(Natural language region descriptions)
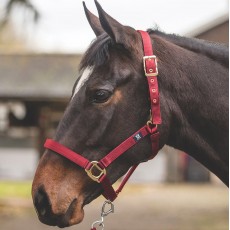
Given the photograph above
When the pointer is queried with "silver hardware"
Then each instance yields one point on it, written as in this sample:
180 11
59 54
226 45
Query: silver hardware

**Problem description:**
Give back the records above exactly, with no pictures.

**Solved exercise:**
Given the photograph above
When the pointer is queried with "silver hardware"
Then each instance yields one point on it, written as in this sample:
180 11
59 54
226 45
Query: silver hardware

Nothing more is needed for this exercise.